_Given instruction:_ Retype the passage of the talk on bark paintings from "Interestingly, Malevich’s painting" up to and including "to show you.".

_Selected excerpt:_
** START **
What I hope to do today is to take you through a bit of a wander through the visual imagery that is present in the exhibition of bark paintings. Please don’t expect that you are going to learn a visual language by the end of 45 minutes. I want to touch on a few things in a fairly organised manner but the associations that will come through the imagery that we will be looking at go far and wide. I will be pointing at things that will hopefully allow you to make up your own minds on how you can explore the visual ideas further, and perhaps by going back be into the exhibition as well.
I have started my talk with these two pictures by two old masters from very different times, because they show something very contrasting but complementary and something that pervades bark painting as well. There are two aspects to the works that are on display that I am showing you now. One is very much a narrative picture and the other is very much a conceptual picture. These two attitudes, as you will see and I am sure a lot of you have understood already, are recurring throughout the bark painting tradition.
The [Kazimir] Malevich which I have chosen is the first of his famous Black Square paintings that was produced in 1915. He did a number of Black Square paintings, but I particularly wanted to show you this one because of its condition. The squiggly white lines that appear on the slide are actually deterioration. There is shrinkage in the paint. The picture has been restored, but this is as much as restorers could bring it back to its original condition, yet it’s deemed to be perfectly suitable for exhibition and for reproduction. This actually appeared in a number of catalogues of Malevich’s exhibitions.
I do that pointedly because one of the questions I often get asked about bark paintings is exactly that: what about their condition? You will see some of the older works in Old Masters are not in perfect condition but visually they are perfectly fine to look at and to exhibit. Of course, the condition they are in is purely a result of their history of where they have been over the decades and how they have been treated, but by and large bark paintings last forever.
Having said that, I would like you to think about these two pictures [on the left Annunciation by Fra Angelico and on the right Black Square by Kazimir Malevich] and think about how you would describe them to someone who has absolutely no knowledge of Western European art or its history. Would you be talking about the two figures in the painting on the left? One of them might be ill or feeling ill, carrying what appears to be two strange wicker-shaped baskets on their back. What’s happening in the background with those two people being ushered out of some place by a third person? What about that sun, that gold ray of light, what is it doing pointing at the figure on the right?
Interestingly, this leads to one of the recurring strategies of bark painters, and that is to paint using very fine cross-hatching, rarrk or miny’tji, which produces that visually stunning effect, that brilliance, which again is meant to express the sacred ancestral nature of the subject they are painting or the land that the artist is painting on. That has a lot to do with the sun in the picture on the left by Fra Angelico.
Interestingly, Malevich’s painting was first produced as a set for a futuristic play called ‘Victory over the Sun’ and that is the sort of blocking out of the sun. Of course, it’s intended to be a work that is very much conceptual, but it too has a narrative and has levels of meaning that I think again we can apply to bark painting especially as we go through the paintings I am about to show you.
Now a couple of bark paintings that you are familiar with. Malevich spoke about his Black Square as being on the one hand black, the lack of colour, emptiness, a sort of infinity; and on the other hand it was the sum of all colours, the sum of all experiences. It was, if you like, the whole universe condensed into one natural inorganic form. Writers like John Mundine, who has been a curator of Aboriginal art and worked in Ramingining and other communities for decades, has written about this comparison between Malevich’s Black Square and the image of the clan waterhole. The clan waterhole, which in Arnhem Land people talk about as containing the souls of all the people who have passed away: all their ancestors, parts of the souls of the living, and the souls of all those yet to be born into the clan. It’s a very powerful place in terms of providing people with their identity.
** END **
(Extracted data entries)
** START **
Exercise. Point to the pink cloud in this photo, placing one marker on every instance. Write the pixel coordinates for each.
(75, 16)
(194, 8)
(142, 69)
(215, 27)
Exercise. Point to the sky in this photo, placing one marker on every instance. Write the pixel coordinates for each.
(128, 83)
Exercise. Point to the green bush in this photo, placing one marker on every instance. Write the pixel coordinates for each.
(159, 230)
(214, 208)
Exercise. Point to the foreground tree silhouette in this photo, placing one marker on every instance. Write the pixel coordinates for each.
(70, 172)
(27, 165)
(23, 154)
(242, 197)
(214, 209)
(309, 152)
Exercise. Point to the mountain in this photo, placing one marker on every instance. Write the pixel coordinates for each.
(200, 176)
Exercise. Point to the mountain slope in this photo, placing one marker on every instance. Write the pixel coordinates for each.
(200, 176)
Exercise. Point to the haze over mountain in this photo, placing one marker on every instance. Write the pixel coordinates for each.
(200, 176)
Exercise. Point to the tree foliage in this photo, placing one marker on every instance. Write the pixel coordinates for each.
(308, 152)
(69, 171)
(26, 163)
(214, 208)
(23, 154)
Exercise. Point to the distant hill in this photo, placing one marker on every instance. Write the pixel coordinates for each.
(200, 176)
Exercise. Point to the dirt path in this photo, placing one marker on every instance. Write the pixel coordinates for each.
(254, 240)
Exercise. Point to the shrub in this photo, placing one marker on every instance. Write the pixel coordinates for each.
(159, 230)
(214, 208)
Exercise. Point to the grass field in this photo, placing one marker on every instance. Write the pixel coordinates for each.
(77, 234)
** END **
_Solved exercise:_
Interestingly, Malevich’s painting was first produced as a set for a futuristic play called ‘Victory over the Sun’ and that is the sort of blocking out of the sun. Of course, it’s intended to be a work that is very much conceptual, but it too has a narrative and has levels of meaning that I think again we can apply to bark painting especially as we go through the paintings I am about to show you.